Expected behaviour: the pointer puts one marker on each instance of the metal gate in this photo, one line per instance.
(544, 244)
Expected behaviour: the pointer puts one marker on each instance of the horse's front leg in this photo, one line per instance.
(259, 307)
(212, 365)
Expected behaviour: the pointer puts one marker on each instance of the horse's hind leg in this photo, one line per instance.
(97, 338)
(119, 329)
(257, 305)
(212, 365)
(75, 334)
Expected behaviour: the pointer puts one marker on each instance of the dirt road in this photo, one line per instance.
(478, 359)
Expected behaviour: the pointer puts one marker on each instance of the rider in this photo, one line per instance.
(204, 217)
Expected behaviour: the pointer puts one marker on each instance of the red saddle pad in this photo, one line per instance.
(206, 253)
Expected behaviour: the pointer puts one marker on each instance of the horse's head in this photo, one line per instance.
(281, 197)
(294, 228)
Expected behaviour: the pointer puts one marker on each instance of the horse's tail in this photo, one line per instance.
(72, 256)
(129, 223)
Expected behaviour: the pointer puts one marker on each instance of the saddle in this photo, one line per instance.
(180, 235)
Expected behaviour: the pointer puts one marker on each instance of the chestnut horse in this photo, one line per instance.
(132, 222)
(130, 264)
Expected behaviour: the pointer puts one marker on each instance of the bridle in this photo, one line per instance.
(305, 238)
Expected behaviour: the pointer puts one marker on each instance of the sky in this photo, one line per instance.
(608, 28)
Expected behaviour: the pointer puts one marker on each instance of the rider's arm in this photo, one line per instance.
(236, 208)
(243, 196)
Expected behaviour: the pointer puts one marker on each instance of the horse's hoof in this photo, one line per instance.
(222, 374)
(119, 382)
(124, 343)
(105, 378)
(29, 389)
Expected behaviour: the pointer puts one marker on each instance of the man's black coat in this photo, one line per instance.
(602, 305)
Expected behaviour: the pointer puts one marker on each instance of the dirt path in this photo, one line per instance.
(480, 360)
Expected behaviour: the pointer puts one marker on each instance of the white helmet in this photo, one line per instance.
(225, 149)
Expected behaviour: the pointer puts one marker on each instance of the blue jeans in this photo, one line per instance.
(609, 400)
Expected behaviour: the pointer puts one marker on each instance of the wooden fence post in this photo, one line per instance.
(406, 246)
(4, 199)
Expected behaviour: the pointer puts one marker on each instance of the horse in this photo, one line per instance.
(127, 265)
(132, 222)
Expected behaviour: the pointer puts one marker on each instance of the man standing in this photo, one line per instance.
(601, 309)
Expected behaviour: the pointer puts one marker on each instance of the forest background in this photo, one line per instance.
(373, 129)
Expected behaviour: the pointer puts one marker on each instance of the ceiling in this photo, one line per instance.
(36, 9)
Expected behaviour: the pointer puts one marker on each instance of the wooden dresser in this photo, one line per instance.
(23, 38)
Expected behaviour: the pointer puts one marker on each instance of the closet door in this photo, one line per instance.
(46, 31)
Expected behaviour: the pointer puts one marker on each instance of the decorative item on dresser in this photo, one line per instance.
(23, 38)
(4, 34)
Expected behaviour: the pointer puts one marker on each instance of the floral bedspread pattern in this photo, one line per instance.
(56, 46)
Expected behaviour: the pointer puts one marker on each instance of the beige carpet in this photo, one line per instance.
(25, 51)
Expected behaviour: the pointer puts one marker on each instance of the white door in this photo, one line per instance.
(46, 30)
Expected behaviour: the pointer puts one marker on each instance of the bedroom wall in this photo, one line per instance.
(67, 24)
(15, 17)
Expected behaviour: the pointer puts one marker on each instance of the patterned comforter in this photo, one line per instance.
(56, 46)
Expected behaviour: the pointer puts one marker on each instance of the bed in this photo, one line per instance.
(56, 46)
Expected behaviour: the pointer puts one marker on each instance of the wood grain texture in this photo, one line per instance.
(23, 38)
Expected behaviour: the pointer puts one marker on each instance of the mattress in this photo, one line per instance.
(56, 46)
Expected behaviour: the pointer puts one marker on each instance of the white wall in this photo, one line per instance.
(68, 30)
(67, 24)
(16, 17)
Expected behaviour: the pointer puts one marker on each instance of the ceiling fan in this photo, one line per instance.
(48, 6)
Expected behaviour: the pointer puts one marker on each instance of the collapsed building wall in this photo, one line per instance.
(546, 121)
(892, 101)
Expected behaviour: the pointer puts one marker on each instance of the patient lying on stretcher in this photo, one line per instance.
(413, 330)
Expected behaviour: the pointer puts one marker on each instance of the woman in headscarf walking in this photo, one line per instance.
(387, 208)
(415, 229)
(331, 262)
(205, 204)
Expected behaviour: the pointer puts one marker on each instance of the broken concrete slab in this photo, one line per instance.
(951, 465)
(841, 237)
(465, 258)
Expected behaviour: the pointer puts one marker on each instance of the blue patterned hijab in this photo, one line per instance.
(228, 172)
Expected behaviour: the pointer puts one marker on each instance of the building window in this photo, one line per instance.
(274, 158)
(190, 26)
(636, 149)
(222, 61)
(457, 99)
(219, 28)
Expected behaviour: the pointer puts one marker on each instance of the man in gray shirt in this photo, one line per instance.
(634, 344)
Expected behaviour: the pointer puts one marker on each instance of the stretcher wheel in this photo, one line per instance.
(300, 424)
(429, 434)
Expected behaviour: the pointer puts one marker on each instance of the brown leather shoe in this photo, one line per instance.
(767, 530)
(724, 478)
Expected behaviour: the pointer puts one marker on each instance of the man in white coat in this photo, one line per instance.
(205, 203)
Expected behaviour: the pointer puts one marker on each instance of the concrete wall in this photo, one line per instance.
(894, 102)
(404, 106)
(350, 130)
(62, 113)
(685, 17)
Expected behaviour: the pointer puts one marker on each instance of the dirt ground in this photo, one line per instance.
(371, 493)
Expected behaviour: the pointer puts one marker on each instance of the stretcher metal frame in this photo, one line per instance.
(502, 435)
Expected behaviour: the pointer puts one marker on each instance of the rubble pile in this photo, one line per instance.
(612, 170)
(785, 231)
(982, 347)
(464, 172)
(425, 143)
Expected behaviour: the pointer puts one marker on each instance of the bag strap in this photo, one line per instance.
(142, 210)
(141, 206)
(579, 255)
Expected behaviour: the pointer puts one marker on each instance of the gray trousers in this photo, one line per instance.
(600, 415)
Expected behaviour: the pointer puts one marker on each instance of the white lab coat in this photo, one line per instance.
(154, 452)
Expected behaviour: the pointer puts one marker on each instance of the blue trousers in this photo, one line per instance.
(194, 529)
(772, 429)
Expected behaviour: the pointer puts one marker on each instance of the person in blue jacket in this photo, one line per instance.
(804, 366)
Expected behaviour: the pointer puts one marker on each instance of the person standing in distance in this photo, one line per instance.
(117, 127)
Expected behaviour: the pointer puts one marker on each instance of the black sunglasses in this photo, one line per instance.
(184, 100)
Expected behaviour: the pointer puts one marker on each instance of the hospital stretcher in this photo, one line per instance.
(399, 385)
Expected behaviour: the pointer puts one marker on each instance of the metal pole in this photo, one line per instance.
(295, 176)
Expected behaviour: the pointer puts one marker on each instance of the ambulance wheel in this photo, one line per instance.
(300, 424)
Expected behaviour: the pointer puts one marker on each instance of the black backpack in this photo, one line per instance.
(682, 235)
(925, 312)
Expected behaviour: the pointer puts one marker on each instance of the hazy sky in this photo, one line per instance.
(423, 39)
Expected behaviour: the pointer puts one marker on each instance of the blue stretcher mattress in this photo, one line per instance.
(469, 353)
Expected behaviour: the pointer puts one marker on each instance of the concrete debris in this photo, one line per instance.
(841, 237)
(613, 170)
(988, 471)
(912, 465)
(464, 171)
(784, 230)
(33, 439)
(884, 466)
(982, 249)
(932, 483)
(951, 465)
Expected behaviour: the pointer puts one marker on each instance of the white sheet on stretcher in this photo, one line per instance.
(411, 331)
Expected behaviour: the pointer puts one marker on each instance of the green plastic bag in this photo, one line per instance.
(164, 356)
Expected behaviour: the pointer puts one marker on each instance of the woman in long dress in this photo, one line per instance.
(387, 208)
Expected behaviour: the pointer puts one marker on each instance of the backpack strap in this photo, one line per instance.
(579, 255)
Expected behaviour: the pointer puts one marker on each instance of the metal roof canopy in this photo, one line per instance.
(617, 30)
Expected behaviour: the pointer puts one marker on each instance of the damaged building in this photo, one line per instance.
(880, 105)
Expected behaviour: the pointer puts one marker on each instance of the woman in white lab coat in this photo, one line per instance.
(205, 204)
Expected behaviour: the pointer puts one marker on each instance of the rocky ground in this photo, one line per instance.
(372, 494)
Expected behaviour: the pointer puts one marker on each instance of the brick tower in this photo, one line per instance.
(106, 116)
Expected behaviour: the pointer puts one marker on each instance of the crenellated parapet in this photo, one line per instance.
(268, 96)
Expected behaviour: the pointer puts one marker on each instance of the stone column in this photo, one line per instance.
====================
Up to the line containing "of the rocky", skip everything; from that line through the last line above, return each line exactly.

• Result:
Expected behaviour: the pointer puts one marker on each instance of the rocky ground in this photo, one line per instance.
(372, 494)
Expected behaviour: the pointer puts one marker on each instance of the brick tower in this photo, one line per instance.
(106, 116)
Expected behaviour: the pointer puts one marker on each instance of the crenellated parapet in this photo, one line per instance.
(268, 96)
Expected behaviour: the pointer puts one marker on each instance of the stone column in this photo, one line per instance.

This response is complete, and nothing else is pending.